EXERCISE MATERIALS:
=====

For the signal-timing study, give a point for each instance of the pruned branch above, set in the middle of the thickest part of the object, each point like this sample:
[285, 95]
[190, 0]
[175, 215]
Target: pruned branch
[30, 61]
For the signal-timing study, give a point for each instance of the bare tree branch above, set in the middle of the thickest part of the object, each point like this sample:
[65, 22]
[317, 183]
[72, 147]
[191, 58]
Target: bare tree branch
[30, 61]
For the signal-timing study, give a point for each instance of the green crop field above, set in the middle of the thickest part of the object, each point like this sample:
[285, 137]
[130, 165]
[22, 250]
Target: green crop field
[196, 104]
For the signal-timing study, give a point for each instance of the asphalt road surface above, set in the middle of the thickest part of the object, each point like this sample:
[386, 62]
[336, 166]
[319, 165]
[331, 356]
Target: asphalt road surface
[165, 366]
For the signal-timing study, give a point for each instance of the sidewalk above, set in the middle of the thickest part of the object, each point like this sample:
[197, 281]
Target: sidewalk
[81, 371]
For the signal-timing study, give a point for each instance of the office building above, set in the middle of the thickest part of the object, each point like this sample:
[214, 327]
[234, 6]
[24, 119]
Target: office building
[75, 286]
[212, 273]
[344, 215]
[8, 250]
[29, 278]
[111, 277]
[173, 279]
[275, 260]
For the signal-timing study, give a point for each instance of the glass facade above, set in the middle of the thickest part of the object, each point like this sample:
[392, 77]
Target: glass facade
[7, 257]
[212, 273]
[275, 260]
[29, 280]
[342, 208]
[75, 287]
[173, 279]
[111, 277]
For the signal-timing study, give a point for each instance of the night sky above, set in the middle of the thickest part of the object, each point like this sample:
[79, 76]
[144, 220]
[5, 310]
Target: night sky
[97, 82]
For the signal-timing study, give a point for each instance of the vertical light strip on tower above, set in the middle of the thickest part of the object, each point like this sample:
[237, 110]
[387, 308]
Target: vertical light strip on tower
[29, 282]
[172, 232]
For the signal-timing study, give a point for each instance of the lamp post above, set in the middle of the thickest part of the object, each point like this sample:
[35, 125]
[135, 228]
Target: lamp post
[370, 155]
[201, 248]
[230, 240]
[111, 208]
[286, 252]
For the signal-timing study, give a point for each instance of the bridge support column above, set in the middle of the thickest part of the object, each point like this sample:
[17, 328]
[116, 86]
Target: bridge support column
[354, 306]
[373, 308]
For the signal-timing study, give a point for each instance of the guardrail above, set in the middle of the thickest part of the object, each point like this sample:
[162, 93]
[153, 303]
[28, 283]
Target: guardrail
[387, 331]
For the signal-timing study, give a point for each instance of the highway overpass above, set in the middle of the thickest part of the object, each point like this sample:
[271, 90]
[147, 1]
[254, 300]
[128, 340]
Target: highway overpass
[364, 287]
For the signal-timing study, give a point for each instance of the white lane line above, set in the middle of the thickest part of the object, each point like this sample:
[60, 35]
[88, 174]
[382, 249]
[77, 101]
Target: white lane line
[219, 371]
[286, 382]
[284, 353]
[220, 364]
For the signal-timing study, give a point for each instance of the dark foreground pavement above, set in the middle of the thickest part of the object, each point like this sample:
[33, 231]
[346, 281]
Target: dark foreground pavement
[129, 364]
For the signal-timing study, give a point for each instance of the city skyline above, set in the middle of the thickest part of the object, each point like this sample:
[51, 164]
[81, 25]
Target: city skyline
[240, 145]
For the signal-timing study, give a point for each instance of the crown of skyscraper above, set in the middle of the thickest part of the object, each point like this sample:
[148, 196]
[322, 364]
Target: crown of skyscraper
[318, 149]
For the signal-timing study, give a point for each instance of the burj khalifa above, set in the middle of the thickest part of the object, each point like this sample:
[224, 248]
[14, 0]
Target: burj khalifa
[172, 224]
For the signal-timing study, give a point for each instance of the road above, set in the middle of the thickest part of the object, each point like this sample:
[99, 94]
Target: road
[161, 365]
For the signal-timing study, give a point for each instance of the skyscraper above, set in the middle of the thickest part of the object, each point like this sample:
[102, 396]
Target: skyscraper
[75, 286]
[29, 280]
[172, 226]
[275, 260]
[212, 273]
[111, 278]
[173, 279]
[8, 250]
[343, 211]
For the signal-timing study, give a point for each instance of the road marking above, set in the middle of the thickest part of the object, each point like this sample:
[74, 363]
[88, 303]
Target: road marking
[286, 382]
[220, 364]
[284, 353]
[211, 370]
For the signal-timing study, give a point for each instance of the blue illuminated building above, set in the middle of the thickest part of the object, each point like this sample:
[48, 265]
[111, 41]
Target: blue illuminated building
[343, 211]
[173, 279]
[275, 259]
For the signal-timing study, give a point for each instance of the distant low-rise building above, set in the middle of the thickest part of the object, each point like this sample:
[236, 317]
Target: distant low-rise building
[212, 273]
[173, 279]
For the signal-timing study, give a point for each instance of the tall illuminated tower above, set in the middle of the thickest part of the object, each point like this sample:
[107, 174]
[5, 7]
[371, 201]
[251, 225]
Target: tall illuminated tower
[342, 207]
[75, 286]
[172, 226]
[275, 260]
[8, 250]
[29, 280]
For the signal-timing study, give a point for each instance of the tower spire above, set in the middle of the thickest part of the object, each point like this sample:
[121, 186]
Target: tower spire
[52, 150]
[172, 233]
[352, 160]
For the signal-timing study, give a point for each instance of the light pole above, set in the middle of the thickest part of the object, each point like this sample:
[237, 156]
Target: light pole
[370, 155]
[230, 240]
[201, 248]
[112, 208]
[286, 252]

=====

WHAT NEEDS TO BE DONE:
Could you copy out the data in full, exactly as it is written?

RESPONSE TO THIS EXERCISE:
For the signal-timing study, give a point for each instance of the pruned branch above, set in the middle of the thickest part of the object, each point like this sample:
[285, 95]
[190, 0]
[175, 215]
Target: pruned branch
[30, 61]
For the signal-timing study, give a point for each instance of the bare tree branch above, set in the middle of the thickest part of the object, each point like this sample:
[65, 22]
[317, 183]
[72, 147]
[191, 58]
Target: bare tree branch
[30, 61]
For the signal-timing study, give a point for each instance of the green crop field above, set in the middle of the thickest part of the object, each point like this sample:
[285, 137]
[130, 165]
[22, 250]
Target: green crop field
[196, 104]
For the signal-timing study, give a point for each instance of the asphalt road surface above, set in the middle of the thickest part of the object, each point like this sample:
[386, 62]
[336, 166]
[319, 165]
[331, 356]
Target: asphalt road surface
[165, 366]
For the signal-timing study, give a point for each instance of the sidewalk above, set in the middle of the thickest part of the object, each point like this sample:
[197, 281]
Target: sidewalk
[81, 371]
For the signal-timing study, give a point for each instance of the office building above, set in the middle of the thickest part of the object, each point like this sample:
[214, 327]
[234, 6]
[24, 119]
Target: office building
[75, 286]
[212, 273]
[344, 215]
[8, 250]
[29, 278]
[111, 277]
[173, 279]
[275, 260]
For the signal-timing study, give a point for each instance of the glass facade above, set in the middle of the thickest part of the object, each point like this sample:
[392, 77]
Target: glass facade
[7, 257]
[212, 273]
[275, 260]
[29, 280]
[342, 208]
[75, 287]
[173, 279]
[111, 277]
For the signal-timing study, give a point for each instance of the night sky above, set in the middle of the thickest part of the object, each point like this sample:
[79, 76]
[144, 220]
[5, 310]
Target: night sky
[97, 82]
For the signal-timing study, give a point for each instance of the vertical light strip on tower above, set in the middle of the thickest part of the object, each point like this sample:
[237, 110]
[387, 308]
Target: vertical light strip on tower
[29, 282]
[172, 232]
For the signal-timing study, give a point for each instance of the lamp post above, set in the middle of the thickest part of the object, each point like this sample:
[35, 125]
[135, 228]
Target: lamp post
[370, 155]
[201, 248]
[230, 240]
[111, 208]
[286, 252]
For the signal-timing study, give a point for each instance of the bridge support column above, set in the middle of the thickest part of the object, each point like this sample:
[17, 328]
[116, 86]
Target: bridge support column
[354, 306]
[373, 308]
For the signal-timing study, give a point for each instance of the guardrail above, set in the middle of the thickest part of the object, each point like this sample:
[162, 93]
[153, 303]
[28, 283]
Target: guardrail
[387, 331]
For the signal-timing study, give a point for each instance of the highway overpass above, set in the middle of the thickest part of the object, each point like this sample:
[271, 90]
[147, 1]
[254, 300]
[128, 340]
Target: highway overpass
[364, 287]
For the signal-timing study, give a point for each instance of the white lane line above, set in the middle of the thickest part of the object, each point like this sample:
[60, 35]
[88, 174]
[382, 249]
[77, 101]
Target: white lane line
[219, 371]
[286, 382]
[284, 353]
[220, 364]
For the signal-timing study, give a point for each instance of the dark foreground pavement above, set in the middle of the thickest part of the object, each point like this sample:
[33, 231]
[346, 281]
Target: dark foreground pavement
[129, 364]
For the signal-timing study, give a point for each instance of the city skyline above, set in the middle of the thickest part of the object, each point like this sample:
[51, 164]
[81, 25]
Target: city skyline
[240, 145]
For the signal-timing study, give a point for each instance of the crown of skyscraper above, set in the middle of the thickest part of the object, each point like this sample:
[148, 196]
[322, 364]
Target: crown of skyscraper
[318, 149]
For the signal-timing study, give a point for each instance of the burj khalifa above, set in the middle of the thickest part of the object, each point like this sample:
[224, 248]
[14, 0]
Target: burj khalifa
[172, 224]
For the signal-timing study, give a point for each instance of the road above, set in the middle of the thickest part of the object, each point like this sample:
[99, 94]
Target: road
[161, 365]
For the signal-timing study, give a point for each instance of the skyscraper above, set in the middle of the thickest part of the object, each point like this sample:
[102, 396]
Target: skyscraper
[75, 286]
[29, 280]
[172, 226]
[275, 260]
[212, 273]
[111, 278]
[173, 279]
[8, 250]
[343, 211]
For the signal-timing study, give a point for each instance of the road marking above, set in the middle of the thickest part of the object, each point like this sample:
[74, 363]
[88, 303]
Target: road marking
[286, 382]
[220, 364]
[284, 353]
[211, 370]
For the signal-timing study, give a point for each instance of the blue illuminated building above, set in the middle of the thickest part of the object, each point like this sample:
[48, 265]
[111, 41]
Target: blue illuminated building
[343, 211]
[173, 279]
[275, 259]
For the signal-timing study, give a point for each instance of the distant low-rise building above, set in the middle of the thickest part of the object, each point like this sample:
[236, 317]
Target: distant low-rise building
[212, 273]
[173, 279]
For the signal-timing study, give a point for each instance of the tall illuminated tower above, set in the middle of the thickest part of the object, each point like this sample:
[107, 174]
[5, 7]
[371, 201]
[251, 225]
Target: tall illuminated tower
[342, 207]
[75, 286]
[172, 226]
[275, 260]
[8, 250]
[29, 280]
For the signal-timing study, give a point for each instance of the tower spire above, set in the middle of the thickest part of the object, each point like this sample:
[121, 186]
Target: tower spire
[52, 150]
[172, 233]
[352, 160]
For the signal-timing study, give a point for each instance of the light pole above, set in the middle of the thickest part of the object, each point like this sample:
[237, 156]
Target: light pole
[370, 155]
[230, 240]
[201, 248]
[112, 208]
[286, 252]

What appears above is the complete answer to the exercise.